**What you have to do:** Convert the rows below into a Markdown table with the columns Number and Row, starting with the one that contains "Please point out the beige" and going on through the one that contains "Please point out the adult dog's head", both included. Leave out blank lines.
══════
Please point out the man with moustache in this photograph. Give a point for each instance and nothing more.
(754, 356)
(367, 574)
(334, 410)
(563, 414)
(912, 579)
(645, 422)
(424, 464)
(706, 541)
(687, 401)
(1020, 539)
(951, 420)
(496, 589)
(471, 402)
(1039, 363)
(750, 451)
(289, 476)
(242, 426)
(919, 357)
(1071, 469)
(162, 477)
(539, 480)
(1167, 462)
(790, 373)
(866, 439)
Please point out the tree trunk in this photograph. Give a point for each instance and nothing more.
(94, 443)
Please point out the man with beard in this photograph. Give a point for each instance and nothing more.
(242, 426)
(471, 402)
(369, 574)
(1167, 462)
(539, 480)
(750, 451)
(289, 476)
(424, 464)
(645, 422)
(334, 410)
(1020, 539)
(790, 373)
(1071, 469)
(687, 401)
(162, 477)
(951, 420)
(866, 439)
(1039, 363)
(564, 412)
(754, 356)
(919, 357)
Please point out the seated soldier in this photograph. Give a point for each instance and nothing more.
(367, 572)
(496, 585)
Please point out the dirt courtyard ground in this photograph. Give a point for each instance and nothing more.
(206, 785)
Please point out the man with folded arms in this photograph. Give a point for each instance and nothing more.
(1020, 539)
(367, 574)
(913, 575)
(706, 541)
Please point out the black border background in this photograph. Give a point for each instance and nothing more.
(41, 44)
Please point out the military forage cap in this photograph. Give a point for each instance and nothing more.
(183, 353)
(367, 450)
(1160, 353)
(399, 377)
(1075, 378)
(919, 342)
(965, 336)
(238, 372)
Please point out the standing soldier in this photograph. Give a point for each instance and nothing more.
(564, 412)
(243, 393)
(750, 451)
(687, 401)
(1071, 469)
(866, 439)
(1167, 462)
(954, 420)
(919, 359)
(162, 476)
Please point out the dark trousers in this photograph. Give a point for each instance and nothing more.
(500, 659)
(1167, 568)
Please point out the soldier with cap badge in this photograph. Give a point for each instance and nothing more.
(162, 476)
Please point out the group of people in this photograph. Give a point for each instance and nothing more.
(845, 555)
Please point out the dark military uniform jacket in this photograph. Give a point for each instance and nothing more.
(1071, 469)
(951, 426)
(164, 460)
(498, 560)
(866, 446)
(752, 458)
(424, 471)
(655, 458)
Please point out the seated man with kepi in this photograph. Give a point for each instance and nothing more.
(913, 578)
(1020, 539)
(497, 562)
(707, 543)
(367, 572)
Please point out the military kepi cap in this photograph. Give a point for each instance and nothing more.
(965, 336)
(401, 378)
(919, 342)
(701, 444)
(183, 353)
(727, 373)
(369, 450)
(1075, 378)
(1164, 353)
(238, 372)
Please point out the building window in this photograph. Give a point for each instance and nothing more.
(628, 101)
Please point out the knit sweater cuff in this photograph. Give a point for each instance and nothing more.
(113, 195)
══════
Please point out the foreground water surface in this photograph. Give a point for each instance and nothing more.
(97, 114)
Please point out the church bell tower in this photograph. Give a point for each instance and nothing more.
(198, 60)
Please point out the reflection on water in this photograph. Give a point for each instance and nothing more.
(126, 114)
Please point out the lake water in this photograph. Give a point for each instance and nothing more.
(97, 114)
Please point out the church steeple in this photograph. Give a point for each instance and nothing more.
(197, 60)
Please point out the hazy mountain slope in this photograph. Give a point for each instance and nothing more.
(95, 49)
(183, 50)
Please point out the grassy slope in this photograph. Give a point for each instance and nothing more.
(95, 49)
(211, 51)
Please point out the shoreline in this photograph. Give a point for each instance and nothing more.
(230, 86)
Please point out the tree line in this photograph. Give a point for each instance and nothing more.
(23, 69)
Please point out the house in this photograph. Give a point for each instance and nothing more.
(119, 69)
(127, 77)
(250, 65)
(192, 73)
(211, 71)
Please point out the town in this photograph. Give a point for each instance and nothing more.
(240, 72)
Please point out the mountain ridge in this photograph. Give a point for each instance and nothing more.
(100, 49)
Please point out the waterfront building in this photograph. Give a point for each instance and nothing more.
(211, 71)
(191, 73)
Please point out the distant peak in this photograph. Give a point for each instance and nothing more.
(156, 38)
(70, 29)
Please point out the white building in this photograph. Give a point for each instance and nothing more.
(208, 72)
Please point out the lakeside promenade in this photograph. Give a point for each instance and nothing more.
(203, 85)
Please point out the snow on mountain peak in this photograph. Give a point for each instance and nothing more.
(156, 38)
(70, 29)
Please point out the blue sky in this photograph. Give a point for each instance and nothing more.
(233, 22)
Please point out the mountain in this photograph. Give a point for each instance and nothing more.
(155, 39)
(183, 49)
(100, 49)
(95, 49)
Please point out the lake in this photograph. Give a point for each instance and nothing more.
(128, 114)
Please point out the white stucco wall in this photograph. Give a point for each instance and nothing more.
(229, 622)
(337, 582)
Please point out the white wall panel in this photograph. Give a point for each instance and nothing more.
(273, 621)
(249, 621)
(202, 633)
══════
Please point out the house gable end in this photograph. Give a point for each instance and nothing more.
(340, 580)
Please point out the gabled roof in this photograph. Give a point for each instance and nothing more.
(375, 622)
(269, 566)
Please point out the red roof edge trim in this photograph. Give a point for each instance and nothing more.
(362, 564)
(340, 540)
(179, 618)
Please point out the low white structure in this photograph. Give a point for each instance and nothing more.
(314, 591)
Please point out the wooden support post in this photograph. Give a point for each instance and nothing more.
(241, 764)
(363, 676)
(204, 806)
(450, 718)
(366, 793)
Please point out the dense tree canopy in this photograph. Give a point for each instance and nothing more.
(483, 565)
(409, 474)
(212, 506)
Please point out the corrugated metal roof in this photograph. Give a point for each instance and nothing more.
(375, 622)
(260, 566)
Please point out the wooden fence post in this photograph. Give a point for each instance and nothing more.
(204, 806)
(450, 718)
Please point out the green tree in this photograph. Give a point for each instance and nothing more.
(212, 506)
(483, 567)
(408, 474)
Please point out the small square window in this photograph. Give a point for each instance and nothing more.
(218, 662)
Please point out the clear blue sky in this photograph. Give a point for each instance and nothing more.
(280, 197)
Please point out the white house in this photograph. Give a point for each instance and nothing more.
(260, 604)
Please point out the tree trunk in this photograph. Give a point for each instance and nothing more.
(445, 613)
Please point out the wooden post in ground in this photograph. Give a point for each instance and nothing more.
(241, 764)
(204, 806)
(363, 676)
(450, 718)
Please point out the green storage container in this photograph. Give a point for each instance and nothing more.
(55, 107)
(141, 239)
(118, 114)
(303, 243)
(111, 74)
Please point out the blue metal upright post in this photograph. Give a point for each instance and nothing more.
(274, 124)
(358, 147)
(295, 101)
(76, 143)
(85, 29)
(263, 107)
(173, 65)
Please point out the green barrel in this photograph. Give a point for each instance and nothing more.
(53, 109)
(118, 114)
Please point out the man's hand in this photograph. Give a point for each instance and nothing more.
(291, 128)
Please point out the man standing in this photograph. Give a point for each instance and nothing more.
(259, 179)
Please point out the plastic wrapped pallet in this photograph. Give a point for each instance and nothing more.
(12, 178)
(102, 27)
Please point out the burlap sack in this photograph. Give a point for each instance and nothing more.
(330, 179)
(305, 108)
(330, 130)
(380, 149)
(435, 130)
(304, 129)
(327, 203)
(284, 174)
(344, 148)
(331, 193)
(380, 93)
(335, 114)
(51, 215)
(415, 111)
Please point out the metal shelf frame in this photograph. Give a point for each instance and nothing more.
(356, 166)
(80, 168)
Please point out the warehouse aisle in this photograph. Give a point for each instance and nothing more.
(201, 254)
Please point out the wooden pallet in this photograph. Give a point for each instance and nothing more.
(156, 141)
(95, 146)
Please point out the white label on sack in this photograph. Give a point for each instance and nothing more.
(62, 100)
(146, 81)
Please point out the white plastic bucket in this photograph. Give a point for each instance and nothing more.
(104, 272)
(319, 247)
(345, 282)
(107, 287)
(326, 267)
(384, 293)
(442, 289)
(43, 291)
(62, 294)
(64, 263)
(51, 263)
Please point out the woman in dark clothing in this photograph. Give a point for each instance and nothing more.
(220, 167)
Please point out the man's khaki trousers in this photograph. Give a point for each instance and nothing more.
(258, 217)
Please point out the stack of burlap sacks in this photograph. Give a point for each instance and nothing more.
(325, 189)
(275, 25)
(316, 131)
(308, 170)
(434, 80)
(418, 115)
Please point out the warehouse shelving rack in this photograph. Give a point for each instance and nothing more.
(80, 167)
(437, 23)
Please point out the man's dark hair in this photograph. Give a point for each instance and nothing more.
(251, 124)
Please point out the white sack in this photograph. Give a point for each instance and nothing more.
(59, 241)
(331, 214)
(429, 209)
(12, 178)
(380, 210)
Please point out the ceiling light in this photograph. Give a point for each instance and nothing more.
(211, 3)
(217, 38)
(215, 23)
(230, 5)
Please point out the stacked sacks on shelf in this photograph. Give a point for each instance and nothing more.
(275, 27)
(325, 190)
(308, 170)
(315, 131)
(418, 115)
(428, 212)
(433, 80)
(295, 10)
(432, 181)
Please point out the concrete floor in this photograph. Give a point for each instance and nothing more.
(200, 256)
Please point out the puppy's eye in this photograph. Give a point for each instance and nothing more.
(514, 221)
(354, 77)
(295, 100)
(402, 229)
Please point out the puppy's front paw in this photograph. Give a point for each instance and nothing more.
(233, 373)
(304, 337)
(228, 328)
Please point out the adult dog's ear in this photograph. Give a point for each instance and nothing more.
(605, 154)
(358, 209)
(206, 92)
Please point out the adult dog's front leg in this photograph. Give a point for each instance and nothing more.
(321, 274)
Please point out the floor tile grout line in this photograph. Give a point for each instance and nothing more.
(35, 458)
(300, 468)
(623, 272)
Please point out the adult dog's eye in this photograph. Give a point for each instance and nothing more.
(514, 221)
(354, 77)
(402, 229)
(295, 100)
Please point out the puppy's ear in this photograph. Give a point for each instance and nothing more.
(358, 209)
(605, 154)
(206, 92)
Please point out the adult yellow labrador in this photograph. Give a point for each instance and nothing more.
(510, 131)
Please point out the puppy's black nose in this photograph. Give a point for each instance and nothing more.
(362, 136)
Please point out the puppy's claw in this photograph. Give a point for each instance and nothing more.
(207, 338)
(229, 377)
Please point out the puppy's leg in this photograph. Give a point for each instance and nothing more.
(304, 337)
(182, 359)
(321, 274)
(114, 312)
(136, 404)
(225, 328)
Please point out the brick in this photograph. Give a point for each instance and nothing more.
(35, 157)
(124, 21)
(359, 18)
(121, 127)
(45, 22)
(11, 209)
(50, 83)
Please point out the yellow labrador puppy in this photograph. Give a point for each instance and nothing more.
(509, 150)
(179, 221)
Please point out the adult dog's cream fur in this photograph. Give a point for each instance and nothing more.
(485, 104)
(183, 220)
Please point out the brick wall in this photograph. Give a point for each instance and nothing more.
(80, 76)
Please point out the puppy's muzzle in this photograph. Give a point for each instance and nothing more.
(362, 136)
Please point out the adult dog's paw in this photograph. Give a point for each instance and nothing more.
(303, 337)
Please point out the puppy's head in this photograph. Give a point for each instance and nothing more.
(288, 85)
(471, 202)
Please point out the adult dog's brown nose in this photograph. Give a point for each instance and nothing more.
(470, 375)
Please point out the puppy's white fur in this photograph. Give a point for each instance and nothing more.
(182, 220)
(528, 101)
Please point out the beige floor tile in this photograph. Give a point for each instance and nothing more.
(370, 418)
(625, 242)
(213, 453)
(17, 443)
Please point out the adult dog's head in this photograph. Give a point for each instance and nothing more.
══════
**Exercise solution:**
| Number | Row |
|---|---|
| 1 | Please point out the beige floor tile in this photograph. Give a point for each instance and nothing more. |
| 2 | (370, 418) |
| 3 | (625, 242) |
| 4 | (213, 453) |
| 5 | (17, 443) |
| 6 | Please point out the adult dog's head in this photograph. Give a point for each instance and nothing more. |